** START The data **

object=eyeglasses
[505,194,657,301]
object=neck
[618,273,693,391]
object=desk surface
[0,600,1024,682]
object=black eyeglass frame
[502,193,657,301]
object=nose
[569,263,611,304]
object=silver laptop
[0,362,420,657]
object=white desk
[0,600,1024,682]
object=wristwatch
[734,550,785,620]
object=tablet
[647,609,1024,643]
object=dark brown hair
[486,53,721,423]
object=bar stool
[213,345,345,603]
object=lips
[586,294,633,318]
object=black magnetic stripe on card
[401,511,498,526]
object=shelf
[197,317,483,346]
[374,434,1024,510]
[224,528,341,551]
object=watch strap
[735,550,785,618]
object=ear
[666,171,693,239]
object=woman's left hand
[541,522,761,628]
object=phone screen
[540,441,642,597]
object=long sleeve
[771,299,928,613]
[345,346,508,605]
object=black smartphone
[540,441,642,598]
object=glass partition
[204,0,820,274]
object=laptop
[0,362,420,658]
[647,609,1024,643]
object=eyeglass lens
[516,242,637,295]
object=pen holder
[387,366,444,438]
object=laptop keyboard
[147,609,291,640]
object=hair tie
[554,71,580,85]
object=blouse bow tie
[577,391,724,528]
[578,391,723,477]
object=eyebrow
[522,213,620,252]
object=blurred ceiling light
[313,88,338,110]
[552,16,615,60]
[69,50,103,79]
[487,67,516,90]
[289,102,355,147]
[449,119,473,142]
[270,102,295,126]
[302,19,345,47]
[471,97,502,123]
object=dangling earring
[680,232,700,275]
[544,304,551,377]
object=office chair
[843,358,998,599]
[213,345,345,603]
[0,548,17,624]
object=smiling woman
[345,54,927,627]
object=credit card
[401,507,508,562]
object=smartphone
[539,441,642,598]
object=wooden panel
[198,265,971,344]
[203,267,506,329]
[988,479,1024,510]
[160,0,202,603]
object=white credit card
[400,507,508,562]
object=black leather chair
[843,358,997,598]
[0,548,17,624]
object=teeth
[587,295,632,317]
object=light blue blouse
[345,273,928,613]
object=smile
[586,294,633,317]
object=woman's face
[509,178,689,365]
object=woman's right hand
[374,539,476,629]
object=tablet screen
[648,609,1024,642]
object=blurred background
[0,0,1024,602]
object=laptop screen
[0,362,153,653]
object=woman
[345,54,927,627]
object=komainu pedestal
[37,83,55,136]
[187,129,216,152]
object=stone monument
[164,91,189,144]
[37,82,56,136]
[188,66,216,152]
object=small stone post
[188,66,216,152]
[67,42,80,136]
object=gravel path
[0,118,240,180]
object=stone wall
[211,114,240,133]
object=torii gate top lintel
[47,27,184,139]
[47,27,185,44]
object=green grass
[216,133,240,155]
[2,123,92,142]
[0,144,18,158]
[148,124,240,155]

** END The data **

What to work on: Please swap "laptop" for "notebook computer" throughout the entries above, keeping every other line the same.

Solution for this task:
object=eyeglasses
[505,194,657,301]
object=neck
[618,273,693,391]
object=desk surface
[0,600,1024,682]
object=black eyeglass frame
[502,193,657,301]
object=nose
[569,263,611,304]
object=silver notebook computer
[0,362,420,657]
object=white desk
[0,600,1024,682]
object=wristwatch
[734,550,785,620]
object=tablet
[647,609,1024,643]
object=dark brown hair
[486,53,721,423]
object=bar stool
[213,345,345,603]
object=lips
[586,294,633,318]
object=black magnetic stripe on card
[401,511,498,526]
object=shelf
[197,317,483,346]
[374,434,1024,510]
[224,528,341,551]
object=watch strap
[735,550,785,618]
object=ear
[666,171,693,239]
object=woman's left hand
[541,522,761,628]
object=phone screen
[540,441,642,597]
object=long sleeve
[771,299,928,613]
[345,346,508,605]
object=black smartphone
[540,441,642,598]
object=glass partition
[204,0,820,274]
object=notebook computer
[0,362,420,658]
[647,609,1024,643]
object=eyeglass lens
[516,242,637,295]
object=pen holder
[387,366,444,438]
object=notebook computer keyboard
[147,609,291,640]
object=hair tie
[554,71,580,85]
object=blouse bow tie
[577,391,724,528]
[578,391,723,477]
object=eyebrow
[522,213,620,252]
object=blurred ceiling light
[313,88,338,110]
[552,16,615,60]
[69,50,103,79]
[487,67,516,90]
[289,102,355,147]
[449,119,473,142]
[270,102,295,126]
[302,19,345,47]
[471,97,502,123]
object=dangling earring
[680,232,700,275]
[544,304,551,377]
object=office chair
[843,358,998,599]
[213,345,345,603]
[0,548,17,624]
object=smiling woman
[345,54,927,627]
object=credit card
[401,507,508,562]
object=smartphone
[539,441,642,598]
object=wooden panel
[198,265,971,344]
[203,267,506,329]
[988,479,1024,510]
[160,0,202,603]
object=white credit card
[400,507,508,562]
object=black leather chair
[843,358,997,598]
[0,548,17,624]
object=teeth
[587,295,632,317]
object=light blue blouse
[345,273,928,613]
object=smile
[586,294,633,317]
object=woman's face
[509,178,689,365]
object=woman's right hand
[374,539,476,629]
object=tablet screen
[648,609,1024,642]
object=blurred background
[0,0,1024,602]
object=notebook computer screen
[0,362,153,653]
object=woman
[345,54,927,627]
object=komainu pedestal
[37,83,55,136]
[187,129,216,152]
object=stone monument
[164,91,189,144]
[37,82,56,136]
[188,66,216,152]
object=small stone post
[188,66,216,152]
[67,42,80,136]
object=gravel path
[0,118,240,180]
object=stone wall
[211,114,240,133]
object=torii gate top lintel
[47,27,184,139]
[47,27,185,44]
object=green grass
[216,133,240,155]
[2,123,92,142]
[0,144,18,158]
[148,124,240,155]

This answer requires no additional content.